> _Records_
# # # # # # #

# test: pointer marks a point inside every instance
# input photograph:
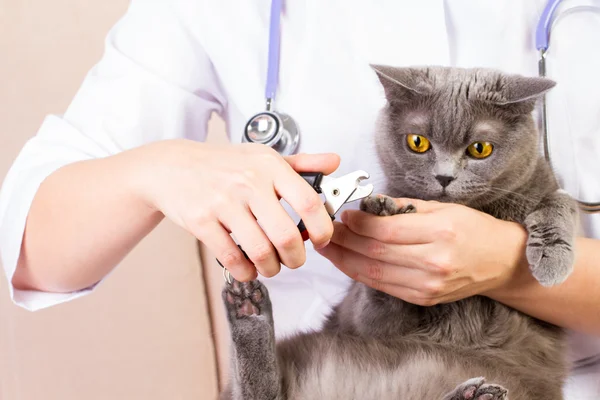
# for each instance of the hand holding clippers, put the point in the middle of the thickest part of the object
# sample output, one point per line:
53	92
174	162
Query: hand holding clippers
337	192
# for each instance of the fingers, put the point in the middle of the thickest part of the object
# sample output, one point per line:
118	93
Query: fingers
216	238
412	285
253	240
422	206
376	272
281	230
325	163
401	229
411	255
307	203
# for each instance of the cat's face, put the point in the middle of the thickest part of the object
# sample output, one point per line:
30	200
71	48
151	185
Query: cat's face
457	135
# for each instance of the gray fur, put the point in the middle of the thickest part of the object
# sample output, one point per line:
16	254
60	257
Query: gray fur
375	346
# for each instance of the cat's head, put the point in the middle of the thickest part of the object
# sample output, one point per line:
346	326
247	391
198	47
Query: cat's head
457	135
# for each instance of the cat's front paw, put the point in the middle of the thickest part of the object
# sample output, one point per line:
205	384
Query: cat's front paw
246	299
477	389
549	252
384	205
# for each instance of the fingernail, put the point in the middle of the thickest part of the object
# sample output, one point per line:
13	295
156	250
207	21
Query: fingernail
345	216
322	246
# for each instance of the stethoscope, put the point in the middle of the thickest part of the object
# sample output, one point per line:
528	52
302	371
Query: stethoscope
280	131
542	41
272	128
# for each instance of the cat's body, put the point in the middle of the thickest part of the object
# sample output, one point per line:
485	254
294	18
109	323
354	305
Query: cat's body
375	346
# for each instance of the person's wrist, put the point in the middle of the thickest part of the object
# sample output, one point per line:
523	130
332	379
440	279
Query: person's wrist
512	260
142	170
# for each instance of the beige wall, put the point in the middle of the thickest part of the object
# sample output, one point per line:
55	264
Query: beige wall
145	333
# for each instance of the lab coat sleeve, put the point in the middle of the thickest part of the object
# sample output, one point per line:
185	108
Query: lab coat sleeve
153	82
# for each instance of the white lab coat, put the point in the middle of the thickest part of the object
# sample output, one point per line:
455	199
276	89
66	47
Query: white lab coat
169	64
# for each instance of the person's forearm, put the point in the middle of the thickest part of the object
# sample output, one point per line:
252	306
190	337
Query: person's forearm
574	304
83	221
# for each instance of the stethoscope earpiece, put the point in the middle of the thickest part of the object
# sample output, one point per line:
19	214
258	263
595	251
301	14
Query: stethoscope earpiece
276	130
271	128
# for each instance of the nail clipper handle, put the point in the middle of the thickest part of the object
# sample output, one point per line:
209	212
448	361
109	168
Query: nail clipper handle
314	179
304	232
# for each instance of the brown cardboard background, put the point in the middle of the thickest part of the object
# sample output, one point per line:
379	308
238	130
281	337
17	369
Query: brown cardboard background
145	334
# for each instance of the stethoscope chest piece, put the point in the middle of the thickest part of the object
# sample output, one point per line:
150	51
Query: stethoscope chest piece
276	130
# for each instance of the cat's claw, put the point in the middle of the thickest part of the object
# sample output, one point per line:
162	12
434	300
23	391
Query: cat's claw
549	252
384	205
477	389
245	299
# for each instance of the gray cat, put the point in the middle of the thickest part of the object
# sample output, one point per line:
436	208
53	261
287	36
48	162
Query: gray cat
453	135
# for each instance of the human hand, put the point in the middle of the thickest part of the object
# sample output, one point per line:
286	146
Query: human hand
214	190
442	253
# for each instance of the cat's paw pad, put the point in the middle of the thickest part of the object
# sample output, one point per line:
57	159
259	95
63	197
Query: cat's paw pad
491	392
550	255
245	299
384	205
477	389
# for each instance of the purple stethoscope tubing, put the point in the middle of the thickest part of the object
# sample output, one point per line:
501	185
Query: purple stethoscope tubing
274	129
542	42
542	31
274	46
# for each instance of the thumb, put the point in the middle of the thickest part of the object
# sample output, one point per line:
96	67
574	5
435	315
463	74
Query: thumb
325	162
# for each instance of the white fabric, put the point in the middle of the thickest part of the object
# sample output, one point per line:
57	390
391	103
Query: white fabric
169	64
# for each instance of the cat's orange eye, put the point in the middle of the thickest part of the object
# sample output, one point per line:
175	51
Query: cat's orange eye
480	149
418	143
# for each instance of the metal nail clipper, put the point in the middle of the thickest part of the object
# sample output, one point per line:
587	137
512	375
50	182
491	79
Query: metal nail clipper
337	192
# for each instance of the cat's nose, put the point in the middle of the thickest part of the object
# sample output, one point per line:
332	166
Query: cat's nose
444	180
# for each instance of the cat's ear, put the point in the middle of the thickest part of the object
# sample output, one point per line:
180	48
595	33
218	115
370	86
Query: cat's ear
403	83
519	89
521	93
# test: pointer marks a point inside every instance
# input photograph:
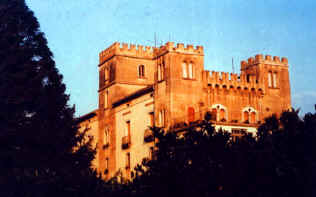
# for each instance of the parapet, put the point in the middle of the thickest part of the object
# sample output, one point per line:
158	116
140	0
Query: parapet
125	49
231	81
267	59
147	52
180	48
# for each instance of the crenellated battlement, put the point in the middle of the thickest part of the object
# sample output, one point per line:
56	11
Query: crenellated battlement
125	49
267	59
231	80
147	52
180	48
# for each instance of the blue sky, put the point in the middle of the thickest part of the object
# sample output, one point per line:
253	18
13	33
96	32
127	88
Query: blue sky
77	30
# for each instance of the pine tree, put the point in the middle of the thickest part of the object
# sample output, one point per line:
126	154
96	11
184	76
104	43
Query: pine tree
41	151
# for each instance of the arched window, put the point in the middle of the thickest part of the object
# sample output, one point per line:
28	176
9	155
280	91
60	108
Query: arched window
274	80
106	74
250	115
184	70
222	115
161	118
191	113
141	71
112	73
270	79
106	139
187	70
253	117
220	112
161	72
190	68
106	96
246	116
214	114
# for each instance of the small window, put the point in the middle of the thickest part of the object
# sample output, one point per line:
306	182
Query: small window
237	134
141	71
187	70
214	114
112	73
222	115
191	114
253	117
190	68
127	128
270	79
128	160
106	163
106	97
151	152
274	80
106	139
246	116
161	118
161	72
151	119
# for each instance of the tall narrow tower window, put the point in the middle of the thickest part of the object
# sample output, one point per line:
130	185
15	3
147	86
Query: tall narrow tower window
106	139
106	99
141	71
222	115
161	70
106	75
184	70
274	80
128	160
269	79
191	114
246	116
190	68
253	117
161	118
127	128
112	73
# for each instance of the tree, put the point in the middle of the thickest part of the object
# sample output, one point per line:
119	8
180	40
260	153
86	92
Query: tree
41	151
197	161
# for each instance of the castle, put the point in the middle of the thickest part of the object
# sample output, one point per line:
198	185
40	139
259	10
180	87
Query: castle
168	86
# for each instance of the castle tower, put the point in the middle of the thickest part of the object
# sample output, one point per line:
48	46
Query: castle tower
123	70
273	74
178	83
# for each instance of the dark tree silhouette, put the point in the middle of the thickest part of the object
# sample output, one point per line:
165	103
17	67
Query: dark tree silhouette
197	161
41	152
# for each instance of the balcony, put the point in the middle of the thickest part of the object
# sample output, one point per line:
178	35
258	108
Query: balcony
148	135
125	142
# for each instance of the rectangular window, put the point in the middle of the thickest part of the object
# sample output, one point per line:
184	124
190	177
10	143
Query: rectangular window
112	73
274	80
106	75
269	79
161	72
161	118
141	71
184	70
151	119
151	152
190	71
128	160
106	99
107	163
127	128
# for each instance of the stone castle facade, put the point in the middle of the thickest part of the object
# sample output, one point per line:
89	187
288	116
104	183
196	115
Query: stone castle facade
168	87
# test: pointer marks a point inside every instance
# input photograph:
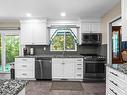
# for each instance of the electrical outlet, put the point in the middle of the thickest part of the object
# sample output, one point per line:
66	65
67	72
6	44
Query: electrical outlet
44	48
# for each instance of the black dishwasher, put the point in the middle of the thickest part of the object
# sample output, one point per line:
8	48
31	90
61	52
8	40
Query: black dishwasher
43	68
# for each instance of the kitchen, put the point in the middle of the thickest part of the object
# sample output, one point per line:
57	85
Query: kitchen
64	54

# # # # # # #

Render all of the data above as a Markdown table with the columns Row and Text, one line per row, numbering the rows and skipping blank lines. Leave the pictures out.

| Row | Text |
|---|---|
| 1 | # test: pointer marks a point inside every instance |
| 2 | # input photograph: |
| 3 | # for each instance of the hand holding clippers, put the point in the middle of the thickest part of the object |
| 4 | # sample output, one point per line: |
| 5 | 53	92 |
| 6 | 174	162 |
| 7 | Query: hand holding clippers |
| 8 | 337	192 |
| 9 | # for each instance of the fingers, put the point in the middle of the thickest part of the object |
| 10 | # sample output, one point per line: |
| 11 | 118	93 |
| 12 | Query: fingers |
| 13 | 216	238 |
| 14 | 412	285 |
| 15 | 253	240 |
| 16 | 422	206 |
| 17 | 376	272 |
| 18 | 281	230 |
| 19 | 325	163 |
| 20 | 401	229 |
| 21 | 411	255 |
| 22 | 307	203 |
| 23 | # for each instance of the cat's face, put the point in the middle of the thickest part of the object |
| 24 | # sample output, one point per line: |
| 25 | 30	200 |
| 26 | 71	48 |
| 27 | 151	185 |
| 28 | Query: cat's face |
| 29 | 457	135 |
| 30 | # for each instance of the gray fur, put the point in the middle of the thickest part of the object |
| 31 | # sample output, one point per line: |
| 32 | 16	254 |
| 33 | 60	257 |
| 34 | Query: gray fur |
| 35 | 375	346 |
| 36 | # for each instance of the cat's head, put the point in the middle of the thickest part of the object |
| 37 | # sample output, one point per line: |
| 38 | 346	326 |
| 39 | 247	391 |
| 40 | 198	47 |
| 41 | Query: cat's head |
| 42 | 457	135 |
| 43 | # for each instance of the cat's front paw, put the point in the middle of the thickest part of the object |
| 44 | # sample output, one point per line: |
| 45 | 205	384 |
| 46 | Query: cat's front paw |
| 47 | 246	299 |
| 48 | 477	389 |
| 49 | 549	252 |
| 50 | 384	205 |
| 51 | # for each instance of the fingernail, put the point in the middle of the thickest part of the object |
| 52 | # sample output, one point per line: |
| 53 | 13	295 |
| 54 | 156	250 |
| 55 | 207	21 |
| 56 | Query: fingernail |
| 57 | 345	216 |
| 58 | 322	246 |
| 59 | # for each instance of the stethoscope, put the point in the middle of the thickest part of the object |
| 60 | # sample output, one point per line: |
| 61 | 528	52 |
| 62 | 302	371 |
| 63 | Query: stethoscope |
| 64 | 280	131 |
| 65 | 542	41 |
| 66 | 272	128 |
| 67 | # for each instance of the cat's body, put the point in the middle of the thickest part of the object |
| 68 | # sample output, one point per line: |
| 69 | 485	254 |
| 70 | 294	18 |
| 71 | 109	323 |
| 72 | 354	305 |
| 73 | Query: cat's body |
| 74 | 375	346 |
| 75 | # for each instance of the person's wrist, put the point in the middle of the thickest part of the object |
| 76 | # sample output, one point per line: |
| 77 | 523	130 |
| 78 | 332	379 |
| 79 | 440	279 |
| 80 | Query: person's wrist |
| 81 | 512	260 |
| 82 | 142	170 |
| 83 | # for each instance of the beige wall, put the point in the middle of the thickest part of the object |
| 84 | # sample output, one point per line: |
| 85 | 55	264 |
| 86 | Query: beige wall |
| 87 | 145	333 |
| 88 | # for each instance of the lab coat sleeve, put the point in the middle of the thickest part of the object |
| 89 | # sample output, one point per line: |
| 90 | 185	108 |
| 91 | Query: lab coat sleeve |
| 92 | 153	82 |
| 93 | # for each instance of the white lab coat, put the point in the middle of the thickest part of the object |
| 94 | # sample output, one point per line: |
| 95 | 455	199 |
| 96 | 276	89 |
| 97 | 66	47 |
| 98 | Query: white lab coat |
| 99 | 169	64 |
| 100 | # for each instance of the person's forearm, put the point in the middle of the thickest part of the object |
| 101 | # sample output, one point per line: |
| 102 | 252	306 |
| 103 | 190	337 |
| 104 | Query: person's forearm |
| 105 | 574	304 |
| 106 | 83	221 |
| 107 | # for each instance of the stethoscope earpiece, put the point in the middle of the thickest part of the object |
| 108 | # sample output, one point per line: |
| 109 | 19	214 |
| 110 | 258	263 |
| 111 | 595	251 |
| 112 | 301	14 |
| 113 | Query: stethoscope earpiece |
| 114 | 276	130 |
| 115 | 271	128 |
| 116 | # for each instance of the nail clipper handle, put the point in the middle of the thickest part of the object |
| 117 | # sample output, one point per line: |
| 118 | 209	212 |
| 119 | 448	361 |
| 120 | 109	168 |
| 121 | Query: nail clipper handle |
| 122 | 314	179 |
| 123 | 304	232 |
| 124 | # for each instance of the brown cardboard background, put the point in the middle of the thickest part of the object |
| 125 | # sample output, one point per line: |
| 126 | 379	308 |
| 127 | 238	130 |
| 128 | 281	337 |
| 129 | 17	369 |
| 130 | Query: brown cardboard background |
| 131 | 145	334 |
| 132 | # for each instance of the stethoscope chest piece, put the point in the middle of the thickest part of the object |
| 133 | # sample output, one point per line: |
| 134 | 150	51 |
| 135 | Query: stethoscope chest piece |
| 136 | 276	130 |
| 137 | # for each instance of the cat's claw, put the point in the middle of the thickest part of the object |
| 138 | # sample output, one point per line: |
| 139 | 162	12 |
| 140 | 434	300 |
| 141 | 23	391 |
| 142 | Query: cat's claw |
| 143 | 549	252 |
| 144 | 384	205 |
| 145 | 477	389 |
| 146 | 245	299 |
| 147 | # for each instance of the gray cat, put the point in the middle of the thickest part of the object |
| 148 | # sample output, one point per line: |
| 149 | 436	208 |
| 150 | 53	261 |
| 151 | 287	36 |
| 152 | 48	162 |
| 153 | Query: gray cat |
| 154 | 453	135 |
| 155 | # for each instance of the human hand, put the point in the middle of the thickest part of the object |
| 156 | # sample output, one point per line: |
| 157 | 286	146 |
| 158 | Query: human hand |
| 159 | 214	190 |
| 160 | 442	253 |
| 161 | # for each instance of the cat's paw pad, put the point in the middle of the thickest part of the object |
| 162 | # sample output, one point per line: |
| 163 | 57	159 |
| 164 | 259	95 |
| 165 | 63	197 |
| 166 | Query: cat's paw pad |
| 167 | 491	392 |
| 168 | 550	255 |
| 169 | 245	299 |
| 170 | 384	205 |
| 171 | 477	389 |
| 172 | # for each instance of the purple stethoscope tubing, put the point in the middle of the thickest part of the object |
| 173 | # sample output, one point per line: |
| 174 | 501	185 |
| 175 | Query: purple stethoscope tubing |
| 176 | 274	129 |
| 177 | 542	42 |
| 178 | 542	31 |
| 179 | 274	46 |
| 180 | # for each instance of the thumb, put the point in the middle of the thickest part of the object |
| 181 | # sample output, one point per line: |
| 182 | 96	67 |
| 183 | 574	5 |
| 184 | 435	315 |
| 185 | 463	74 |
| 186 | Query: thumb |
| 187 | 325	162 |
| 188 | # for each instance of the white fabric, put the point in the middle of the thickest part of the object |
| 189 | # sample output, one point per line: |
| 190 | 57	390 |
| 191 | 391	103 |
| 192 | Query: white fabric |
| 193 | 169	64 |
| 194 | # for each instance of the cat's orange eye, put the point in the middle of the thickest part of the object |
| 195 | # sample output, one point per line: |
| 196 | 175	51 |
| 197 | Query: cat's orange eye |
| 198 | 480	149 |
| 199 | 418	143 |
| 200 | # for each instance of the metal nail clipper, put the point in the middle of the thickest part of the object |
| 201 | # sample output, one point per line: |
| 202 | 587	137 |
| 203 | 512	375 |
| 204 | 50	182 |
| 205 | 491	79 |
| 206 | Query: metal nail clipper |
| 207 | 337	192 |
| 208 | # for each instance of the cat's nose, put the point in the middle of the thickest part of the object |
| 209 | # sample output, one point per line: |
| 210 | 332	166 |
| 211 | Query: cat's nose |
| 212 | 444	180 |
| 213 | # for each instance of the cat's ear, put the point in the middle of the thickest part of the object |
| 214 | # sample output, one point per line: |
| 215 | 180	48 |
| 216 | 595	33 |
| 217 | 218	115 |
| 218 | 370	86 |
| 219 | Query: cat's ear |
| 220 | 403	83 |
| 221 | 519	89 |
| 222 | 521	93 |
| 223 | # test: pointer marks a point inside every instance |
| 224 | # input photograph: |
| 225 | # for each instance of the parapet, put the point in the middle of the thickest part of the object |
| 226 | # sample output, one point per line: |
| 227 | 158	116 |
| 228 | 140	0 |
| 229 | Query: parapet |
| 230 | 125	49 |
| 231 | 231	81 |
| 232 | 267	59 |
| 233 | 147	52 |
| 234 | 180	48 |
| 235 | # for each instance of the crenellated battlement, put the point in the middle of the thickest part of the object |
| 236 | # sample output, one point per line: |
| 237 | 56	11 |
| 238 | Query: crenellated battlement |
| 239 | 125	49 |
| 240 | 267	59 |
| 241 | 231	80 |
| 242 | 147	52 |
| 243 | 180	48 |
| 244 | # for each instance of the blue sky, put the point in the middle of the thickest part of the object |
| 245 | # sample output, one point per line: |
| 246 | 253	18 |
| 247 | 13	33 |
| 248 | 96	32 |
| 249 | 127	88 |
| 250 | Query: blue sky |
| 251 | 77	30 |
| 252 | # for each instance of the pine tree, put the point in the middle of the thickest part of the object |
| 253 | # sample output, one point per line: |
| 254 | 126	154 |
| 255 | 96	11 |
| 256 | 184	76 |
| 257 | 104	43 |
| 258 | Query: pine tree |
| 259 | 41	151 |
| 260 | # for each instance of the arched window, put the point in the middle of the thickest part of the object |
| 261 | # sample output, one point per line: |
| 262 | 28	176 |
| 263 | 9	155 |
| 264 | 280	91 |
| 265 | 60	108 |
| 266 | Query: arched window |
| 267 | 274	80 |
| 268 | 106	74 |
| 269 | 250	115 |
| 270 | 184	70 |
| 271 | 222	115 |
| 272 | 161	118 |
| 273 | 191	113 |
| 274 | 141	71 |
| 275 | 112	73 |
| 276 | 270	79 |
| 277 | 106	139 |
| 278 | 187	70 |
| 279 | 253	117 |
| 280 | 220	112 |
| 281 | 161	72 |
| 282 | 190	68 |
| 283 | 106	96 |
| 284 | 246	116 |
| 285 | 214	114 |
| 286 | # for each instance of the small window, put the point in the middle of the thickest part of the object |
| 287 | # sample output, one point per line: |
| 288 | 306	182 |
| 289 | Query: small window |
| 290 | 237	134 |
| 291 | 141	71 |
| 292 | 187	70 |
| 293 | 214	114 |
| 294 | 112	73 |
| 295 | 222	115 |
| 296 | 191	114 |
| 297 | 253	117 |
| 298 | 190	68 |
| 299 | 127	128 |
| 300 | 270	79 |
| 301 | 128	160 |
| 302 | 106	163 |
| 303 | 106	97 |
| 304 | 151	152 |
| 305 | 274	80 |
| 306 | 106	139 |
| 307 | 246	116 |
| 308 | 161	118 |
| 309 | 161	72 |
| 310 | 151	119 |
| 311 | # for each instance of the tall narrow tower window, put the point in the middle of the thickest part of the object |
| 312 | # sample output, one point per line: |
| 313 | 130	185 |
| 314 | 15	3 |
| 315 | 147	86 |
| 316 | Query: tall narrow tower window |
| 317 | 106	139 |
| 318 | 106	99 |
| 319 | 141	71 |
| 320 | 222	115 |
| 321 | 161	70 |
| 322 | 106	75 |
| 323 | 184	70 |
| 324 | 274	80 |
| 325 | 128	160 |
| 326 | 269	79 |
| 327 | 191	114 |
| 328 | 246	116 |
| 329 | 190	68 |
| 330 | 253	117 |
| 331 | 161	118 |
| 332 | 127	128 |
| 333 | 112	73 |
| 334 | # for each instance of the tree, put the point in the middle of the thickest part of the object |
| 335 | # sample output, one point per line: |
| 336 | 119	8 |
| 337 | 180	40 |
| 338 | 260	153 |
| 339 | 86	92 |
| 340 | Query: tree |
| 341 | 41	151 |
| 342 | 197	161 |
| 343 | # for each instance of the castle, put the point in the middle of the thickest part of the object |
| 344 | # sample output, one point per line: |
| 345 | 198	185 |
| 346 | 40	139 |
| 347 | 259	10 |
| 348 | 180	87 |
| 349 | Query: castle |
| 350 | 168	86 |
| 351 | # for each instance of the castle tower, put the point in the middle of the thickest part of the object |
| 352 | # sample output, one point per line: |
| 353 | 48	46 |
| 354 | Query: castle tower |
| 355 | 123	70 |
| 356 | 273	74 |
| 357 | 178	83 |
| 358 | # for each instance of the dark tree silhouette, put the point in the middle of the thickest part of the object |
| 359 | # sample output, one point per line: |
| 360 | 165	103 |
| 361 | 17	67 |
| 362 | Query: dark tree silhouette |
| 363 | 197	161 |
| 364 | 41	152 |
| 365 | # for each instance of the balcony, put the point in the middle of the thickest part of the object |
| 366 | # sample output, one point per line: |
| 367 | 178	35 |
| 368 | 258	108 |
| 369 | Query: balcony |
| 370 | 148	135 |
| 371 | 125	142 |
| 372 | # for each instance of the rectangular window, put the point in the middle of the thickest part of the object |
| 373 | # sample output, one point per line: |
| 374 | 184	124 |
| 375 | 190	177 |
| 376 | 10	143 |
| 377 | Query: rectangular window |
| 378 | 112	73 |
| 379 | 274	80 |
| 380 | 106	75 |
| 381 | 269	79 |
| 382 | 161	72 |
| 383 | 161	118 |
| 384 | 141	71 |
| 385 | 184	70 |
| 386 | 151	119 |
| 387 | 151	152 |
| 388 | 190	71 |
| 389 | 128	160 |
| 390 | 106	99 |
| 391 | 107	163 |
| 392 | 127	128 |
| 393 | # for each instance of the stone castle facade, put the point in the middle of the thickest part of the object |
| 394 | # sample output, one point per line: |
| 395 | 89	187 |
| 396 | 288	116 |
| 397 | 104	183 |
| 398 | 196	115 |
| 399 | Query: stone castle facade |
| 400 | 168	87 |
| 401 | # test: pointer marks a point inside every instance |
| 402 | # input photograph: |
| 403 | # for each instance of the electrical outlet, put the point in the middle of the thickest part of the object |
| 404 | # sample output, one point per line: |
| 405 | 66	65 |
| 406 | 67	72 |
| 407 | 6	44 |
| 408 | Query: electrical outlet |
| 409 | 44	48 |
| 410 | # for each instance of the black dishwasher, put the point in the middle of the thickest part of the object |
| 411 | # sample output, one point per line: |
| 412 | 8	48 |
| 413 | 31	90 |
| 414 | 61	52 |
| 415 | 8	40 |
| 416 | Query: black dishwasher |
| 417 | 43	68 |
| 418 | # for each instance of the kitchen, put the point in the middle of the thickest part of the object |
| 419 | # sample output, one point per line: |
| 420 | 57	85 |
| 421 | Query: kitchen |
| 422 | 64	54 |